# [Consignes]
[1] D'après le texte sur le sauvetage de données, avec quelle université l'océanographe collabore-t-il pour ce projet ?
[2] Reprenez le texte sur le sauvetage des données météo marines après sa dernière phrase et poursuivez-le.

# [Texte cité]
L’océanographe français s’apprête d’ailleurs à participer à un projet de science participative de « sauvetage de données » (data rescue en anglais), en collaboration avec l’université de Reading, en Grande-Bretagne. Son idée : solliciter la société civile pour construire une base de données numériques à partir de scans de livres de bord de navires. Pression, force du vent, température, il s’agira de remonter le plus loin possibles dans les archives temporelles de la météo marine des dernières décennies. Une tâche titanesque, qui pourrait permettre de boucher un peu les trous dans le maillage spatiotemporel des observations océanographiques.

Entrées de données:
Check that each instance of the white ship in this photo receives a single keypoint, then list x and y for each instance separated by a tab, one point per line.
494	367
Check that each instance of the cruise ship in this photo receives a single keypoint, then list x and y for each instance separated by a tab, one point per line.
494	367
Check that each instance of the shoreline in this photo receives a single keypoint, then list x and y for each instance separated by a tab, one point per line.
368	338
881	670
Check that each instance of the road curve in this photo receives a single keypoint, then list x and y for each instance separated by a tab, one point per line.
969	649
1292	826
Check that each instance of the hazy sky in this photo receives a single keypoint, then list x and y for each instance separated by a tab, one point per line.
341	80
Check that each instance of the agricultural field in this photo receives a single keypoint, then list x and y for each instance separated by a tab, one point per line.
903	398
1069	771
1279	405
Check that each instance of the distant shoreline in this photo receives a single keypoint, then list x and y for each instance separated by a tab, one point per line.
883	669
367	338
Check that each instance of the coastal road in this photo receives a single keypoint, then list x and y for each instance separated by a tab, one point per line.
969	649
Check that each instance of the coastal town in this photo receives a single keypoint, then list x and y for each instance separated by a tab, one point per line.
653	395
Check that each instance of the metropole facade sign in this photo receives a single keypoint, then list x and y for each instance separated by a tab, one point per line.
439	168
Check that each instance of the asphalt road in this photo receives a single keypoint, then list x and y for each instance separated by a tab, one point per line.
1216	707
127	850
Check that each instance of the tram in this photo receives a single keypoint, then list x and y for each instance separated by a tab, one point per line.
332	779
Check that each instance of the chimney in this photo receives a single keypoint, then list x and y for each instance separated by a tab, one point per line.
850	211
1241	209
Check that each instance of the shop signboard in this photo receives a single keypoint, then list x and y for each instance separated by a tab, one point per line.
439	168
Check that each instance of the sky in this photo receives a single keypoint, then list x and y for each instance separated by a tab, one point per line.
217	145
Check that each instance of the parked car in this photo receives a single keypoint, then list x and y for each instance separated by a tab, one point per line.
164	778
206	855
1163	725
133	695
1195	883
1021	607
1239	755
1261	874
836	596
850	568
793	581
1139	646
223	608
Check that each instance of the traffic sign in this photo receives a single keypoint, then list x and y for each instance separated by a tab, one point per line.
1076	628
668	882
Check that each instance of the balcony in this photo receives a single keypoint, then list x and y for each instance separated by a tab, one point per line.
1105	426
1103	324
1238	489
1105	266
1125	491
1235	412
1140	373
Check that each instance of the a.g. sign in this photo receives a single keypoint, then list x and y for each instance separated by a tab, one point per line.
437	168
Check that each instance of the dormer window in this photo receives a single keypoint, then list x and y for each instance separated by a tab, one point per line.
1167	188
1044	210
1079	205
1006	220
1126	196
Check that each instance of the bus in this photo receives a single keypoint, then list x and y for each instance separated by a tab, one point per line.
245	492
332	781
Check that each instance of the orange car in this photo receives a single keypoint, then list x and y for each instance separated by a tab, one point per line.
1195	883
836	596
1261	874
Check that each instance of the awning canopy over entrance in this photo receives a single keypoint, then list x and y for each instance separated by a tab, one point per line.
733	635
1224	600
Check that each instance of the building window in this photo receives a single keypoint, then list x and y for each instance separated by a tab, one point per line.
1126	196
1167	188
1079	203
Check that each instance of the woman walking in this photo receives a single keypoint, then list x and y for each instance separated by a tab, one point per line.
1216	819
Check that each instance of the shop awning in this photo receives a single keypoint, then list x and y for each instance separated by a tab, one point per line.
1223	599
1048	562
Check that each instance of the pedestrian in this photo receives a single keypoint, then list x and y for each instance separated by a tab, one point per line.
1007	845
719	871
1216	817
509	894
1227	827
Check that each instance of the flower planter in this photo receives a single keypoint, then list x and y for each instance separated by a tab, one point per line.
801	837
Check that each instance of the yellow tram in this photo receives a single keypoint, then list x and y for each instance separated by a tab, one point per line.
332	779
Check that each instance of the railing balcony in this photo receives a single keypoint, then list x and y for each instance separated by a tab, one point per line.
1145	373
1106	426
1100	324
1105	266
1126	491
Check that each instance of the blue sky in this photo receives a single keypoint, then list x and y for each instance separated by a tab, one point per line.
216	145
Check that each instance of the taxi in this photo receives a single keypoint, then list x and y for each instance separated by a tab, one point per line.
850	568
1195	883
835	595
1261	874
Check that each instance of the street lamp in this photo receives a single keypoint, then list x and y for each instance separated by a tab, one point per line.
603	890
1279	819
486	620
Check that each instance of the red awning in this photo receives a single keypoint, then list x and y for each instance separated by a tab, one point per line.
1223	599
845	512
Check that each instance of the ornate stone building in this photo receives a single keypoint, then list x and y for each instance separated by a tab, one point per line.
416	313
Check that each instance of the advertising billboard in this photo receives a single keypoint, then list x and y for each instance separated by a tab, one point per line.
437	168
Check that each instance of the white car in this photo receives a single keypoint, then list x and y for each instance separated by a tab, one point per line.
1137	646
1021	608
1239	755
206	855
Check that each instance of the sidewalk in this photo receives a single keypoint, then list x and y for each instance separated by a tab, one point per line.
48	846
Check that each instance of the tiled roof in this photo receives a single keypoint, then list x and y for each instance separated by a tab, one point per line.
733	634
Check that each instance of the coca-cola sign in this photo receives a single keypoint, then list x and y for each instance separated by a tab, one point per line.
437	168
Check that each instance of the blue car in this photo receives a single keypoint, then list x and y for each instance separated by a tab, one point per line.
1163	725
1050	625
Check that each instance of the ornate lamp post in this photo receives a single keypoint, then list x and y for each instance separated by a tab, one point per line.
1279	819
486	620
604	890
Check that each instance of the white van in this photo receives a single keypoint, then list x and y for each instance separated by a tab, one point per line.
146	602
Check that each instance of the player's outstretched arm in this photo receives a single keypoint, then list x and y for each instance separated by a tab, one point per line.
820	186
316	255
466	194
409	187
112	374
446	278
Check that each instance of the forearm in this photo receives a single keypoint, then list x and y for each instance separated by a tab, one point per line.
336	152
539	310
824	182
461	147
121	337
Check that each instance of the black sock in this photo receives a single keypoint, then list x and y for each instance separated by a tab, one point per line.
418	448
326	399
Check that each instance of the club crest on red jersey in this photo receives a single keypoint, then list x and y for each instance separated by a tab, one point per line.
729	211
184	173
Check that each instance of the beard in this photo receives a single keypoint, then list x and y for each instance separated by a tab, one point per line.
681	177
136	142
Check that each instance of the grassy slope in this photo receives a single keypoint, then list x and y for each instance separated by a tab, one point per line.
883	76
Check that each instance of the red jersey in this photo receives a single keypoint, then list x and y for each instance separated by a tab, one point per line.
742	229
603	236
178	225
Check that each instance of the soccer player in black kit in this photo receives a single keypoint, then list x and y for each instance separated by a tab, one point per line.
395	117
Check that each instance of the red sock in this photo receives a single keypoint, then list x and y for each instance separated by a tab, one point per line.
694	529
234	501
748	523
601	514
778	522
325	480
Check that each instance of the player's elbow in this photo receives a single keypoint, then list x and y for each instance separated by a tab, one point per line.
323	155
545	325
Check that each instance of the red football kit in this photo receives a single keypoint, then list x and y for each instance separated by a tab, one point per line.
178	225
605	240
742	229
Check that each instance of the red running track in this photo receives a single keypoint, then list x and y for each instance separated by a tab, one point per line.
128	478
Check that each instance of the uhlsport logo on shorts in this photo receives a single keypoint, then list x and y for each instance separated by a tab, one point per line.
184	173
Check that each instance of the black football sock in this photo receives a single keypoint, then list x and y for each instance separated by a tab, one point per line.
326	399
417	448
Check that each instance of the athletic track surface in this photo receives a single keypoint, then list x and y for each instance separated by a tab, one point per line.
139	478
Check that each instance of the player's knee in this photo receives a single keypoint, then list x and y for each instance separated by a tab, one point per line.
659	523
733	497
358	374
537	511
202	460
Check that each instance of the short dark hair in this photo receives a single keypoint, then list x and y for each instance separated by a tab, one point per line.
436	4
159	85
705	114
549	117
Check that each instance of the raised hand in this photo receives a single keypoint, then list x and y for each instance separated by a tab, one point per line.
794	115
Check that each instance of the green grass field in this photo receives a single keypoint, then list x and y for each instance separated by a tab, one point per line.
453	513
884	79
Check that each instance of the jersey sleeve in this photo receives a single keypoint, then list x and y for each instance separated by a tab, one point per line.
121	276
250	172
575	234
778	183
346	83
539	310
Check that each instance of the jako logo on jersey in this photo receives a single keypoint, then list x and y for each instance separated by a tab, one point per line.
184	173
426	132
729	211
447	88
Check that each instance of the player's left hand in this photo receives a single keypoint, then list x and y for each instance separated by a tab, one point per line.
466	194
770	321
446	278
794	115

# [Réponses par consigne]
[1] Avec l'université de Reading, en Grande-Bretagne.

[2]
Des abysses toujours mystérieux

L’accélération globale des courants calculée par Shijian Hu et son équipe concerne donc seulement les 2000 premiers mètres sous la surface, même si l’étude n’hésite pas à évoquer les « courants profonds » ou les « abysses », surfant sur un certain flou terminologique. D’ailleurs, de l’aveu même de Shijian Hu, « nous ne savons pas grand-chose des changements à long terme dans l’océan abyssal : il est possible que l’océan abyssal se comporte très différemment sous les 2000 mètres [limite d’accès des balises Argo classiques, NDLR]. Mais des études complémentaires sont nécessaires pour répondre à cette question, car nous disposons aujourd’hui de nombreuses méthodes pour observer la circulation océanique profonde, comme, par exemple, les balises Argo profondes, les navires océanographiques, les mouillages instrumentés ou encore les planeurs en haute mer ».